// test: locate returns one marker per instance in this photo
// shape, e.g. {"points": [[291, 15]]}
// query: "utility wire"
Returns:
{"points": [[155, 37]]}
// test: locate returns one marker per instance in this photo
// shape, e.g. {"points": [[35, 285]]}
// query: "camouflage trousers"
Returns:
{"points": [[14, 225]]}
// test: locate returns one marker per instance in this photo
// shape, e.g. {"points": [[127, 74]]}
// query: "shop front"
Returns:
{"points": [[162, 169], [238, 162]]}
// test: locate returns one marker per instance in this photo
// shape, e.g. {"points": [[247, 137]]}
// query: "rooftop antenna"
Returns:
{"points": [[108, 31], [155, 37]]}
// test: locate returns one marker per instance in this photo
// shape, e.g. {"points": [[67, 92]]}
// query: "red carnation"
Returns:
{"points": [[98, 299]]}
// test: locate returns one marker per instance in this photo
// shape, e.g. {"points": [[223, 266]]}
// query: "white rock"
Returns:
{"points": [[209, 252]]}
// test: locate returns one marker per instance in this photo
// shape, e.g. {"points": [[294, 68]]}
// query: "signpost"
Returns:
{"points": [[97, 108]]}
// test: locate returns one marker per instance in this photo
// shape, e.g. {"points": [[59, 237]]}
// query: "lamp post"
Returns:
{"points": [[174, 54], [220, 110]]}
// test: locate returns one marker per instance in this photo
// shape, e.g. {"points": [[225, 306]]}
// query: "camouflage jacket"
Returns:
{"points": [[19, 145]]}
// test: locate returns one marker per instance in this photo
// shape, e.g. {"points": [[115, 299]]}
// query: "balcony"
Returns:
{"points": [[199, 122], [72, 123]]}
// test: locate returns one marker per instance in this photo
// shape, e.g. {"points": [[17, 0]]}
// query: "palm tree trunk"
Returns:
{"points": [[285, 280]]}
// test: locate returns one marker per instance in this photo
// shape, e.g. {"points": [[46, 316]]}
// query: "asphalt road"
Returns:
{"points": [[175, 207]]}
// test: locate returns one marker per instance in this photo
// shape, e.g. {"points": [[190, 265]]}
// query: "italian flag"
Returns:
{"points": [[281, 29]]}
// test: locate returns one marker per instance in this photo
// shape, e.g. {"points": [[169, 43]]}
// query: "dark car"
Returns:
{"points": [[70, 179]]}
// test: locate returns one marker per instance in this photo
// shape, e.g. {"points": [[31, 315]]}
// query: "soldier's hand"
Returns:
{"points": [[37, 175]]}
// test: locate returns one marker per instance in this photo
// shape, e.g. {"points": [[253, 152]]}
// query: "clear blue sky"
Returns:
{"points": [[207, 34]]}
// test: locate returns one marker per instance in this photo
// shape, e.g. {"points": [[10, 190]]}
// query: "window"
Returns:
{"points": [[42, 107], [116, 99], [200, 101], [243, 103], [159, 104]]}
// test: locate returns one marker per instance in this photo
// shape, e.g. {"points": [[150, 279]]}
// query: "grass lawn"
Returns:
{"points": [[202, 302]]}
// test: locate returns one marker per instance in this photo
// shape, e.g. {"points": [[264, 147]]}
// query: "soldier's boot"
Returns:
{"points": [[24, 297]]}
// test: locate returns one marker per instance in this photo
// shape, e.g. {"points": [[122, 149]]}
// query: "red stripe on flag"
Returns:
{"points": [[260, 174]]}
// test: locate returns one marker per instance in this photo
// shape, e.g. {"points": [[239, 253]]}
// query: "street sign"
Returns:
....
#### What to produce:
Output the listing exactly. Leave no line out.

#### Expected answer:
// test: locate returns one marker per instance in this photo
// shape, e.g. {"points": [[291, 15]]}
// query: "utility wire"
Returns:
{"points": [[155, 37]]}
// test: locate returns one marker per instance in this photo
// shape, e.g. {"points": [[35, 285]]}
// query: "camouflage trousers"
Returns:
{"points": [[14, 225]]}
// test: locate returns one marker per instance in this photo
// shape, e.g. {"points": [[127, 74]]}
// query: "shop front"
Returns:
{"points": [[162, 169], [238, 162]]}
// test: locate returns one marker per instance in this photo
// shape, e.g. {"points": [[247, 137]]}
// query: "rooftop antenna"
Returns:
{"points": [[108, 31], [155, 37]]}
// test: locate returns one marker per instance in this photo
// shape, e.g. {"points": [[67, 92]]}
// query: "red carnation"
Returns:
{"points": [[98, 299]]}
// test: locate returns one marker per instance in this photo
// shape, e.g. {"points": [[223, 266]]}
// query: "white rock"
Returns:
{"points": [[209, 252]]}
// test: locate returns one marker per instance in this photo
// shape, e.g. {"points": [[294, 68]]}
// query: "signpost"
Returns:
{"points": [[97, 108]]}
// test: locate returns one marker per instance in this photo
// shape, e.g. {"points": [[59, 237]]}
// query: "lamp post"
Returns:
{"points": [[174, 54], [220, 110]]}
// test: locate returns one marker per instance in this photo
// shape, e.g. {"points": [[225, 306]]}
// query: "camouflage jacket"
Returns:
{"points": [[19, 145]]}
// test: locate returns one marker per instance in this photo
// shape, e.g. {"points": [[115, 299]]}
// query: "balcony"
Returns:
{"points": [[199, 122], [72, 123]]}
// test: locate returns one marker per instance in this photo
// shape, e.g. {"points": [[17, 0]]}
// query: "palm tree trunk"
Returns:
{"points": [[285, 280]]}
// test: locate returns one marker per instance in this photo
// shape, e.g. {"points": [[46, 316]]}
// query: "asphalt road"
Returns:
{"points": [[175, 207]]}
// test: locate returns one marker per instance in this photo
// shape, e.g. {"points": [[190, 265]]}
// query: "italian flag"
Returns:
{"points": [[281, 29]]}
// test: locate returns one marker per instance in this photo
// shape, e.g. {"points": [[169, 43]]}
// query: "dark car"
Returns:
{"points": [[70, 179]]}
// test: locate returns one marker per instance in this photo
// shape, e.g. {"points": [[31, 315]]}
// query: "soldier's hand"
Returns:
{"points": [[37, 175]]}
// test: locate returns one marker per instance in this photo
// shape, e.g. {"points": [[253, 152]]}
// query: "clear blue sky"
Returns:
{"points": [[207, 34]]}
// test: locate returns one marker per instance in this photo
// shape, e.g. {"points": [[10, 190]]}
// query: "window"
Returns:
{"points": [[42, 107], [116, 99], [200, 101], [243, 103], [159, 104]]}
// test: locate returns one marker per instance in this photo
// shape, e.g. {"points": [[150, 279]]}
// query: "grass lawn"
Returns:
{"points": [[202, 302]]}
// test: locate returns one marker per instance in this photo
// shape, e.g. {"points": [[264, 147]]}
// query: "soldier's boot"
Returns:
{"points": [[24, 297]]}
// test: locate returns one marker per instance in this photo
// shape, e.g. {"points": [[122, 149]]}
// query: "red stripe on flag"
Returns:
{"points": [[260, 174]]}
// test: locate returns one marker per instance in this photo
// shape, e.g. {"points": [[239, 253]]}
// query: "street sign"
Returns:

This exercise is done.